▶ STATED TASK: Copy out the records word for word, beginning at the line that contains "Mark the brass" and continuing through the end of the records.

((

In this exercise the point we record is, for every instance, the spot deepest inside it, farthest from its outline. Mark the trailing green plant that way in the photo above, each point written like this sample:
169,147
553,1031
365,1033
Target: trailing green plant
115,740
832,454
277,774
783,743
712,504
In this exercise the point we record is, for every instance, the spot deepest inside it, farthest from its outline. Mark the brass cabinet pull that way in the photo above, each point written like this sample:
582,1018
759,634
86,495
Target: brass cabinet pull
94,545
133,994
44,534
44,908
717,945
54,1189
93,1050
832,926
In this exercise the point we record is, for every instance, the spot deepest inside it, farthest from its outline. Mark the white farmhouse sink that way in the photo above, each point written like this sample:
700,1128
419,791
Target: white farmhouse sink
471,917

))

▶ EXERCISE RESULT:
In this exercise the point we record is, for every instance, the spot deepest inside it, farthest from its outline. Mark the brass cabinet pull that way in the photo above, each point written like this sample:
582,1018
759,634
86,495
Target: brass cabinet pull
94,545
133,994
44,534
44,908
717,945
54,1189
93,1050
832,926
In this exercise the point we record is, for every instance, the spot deepest inside it, farthest from its outline. Mark the white farmhouse sink that way in the photo above, each point written like this sample:
700,1128
419,791
Target: white farmhouse sink
471,917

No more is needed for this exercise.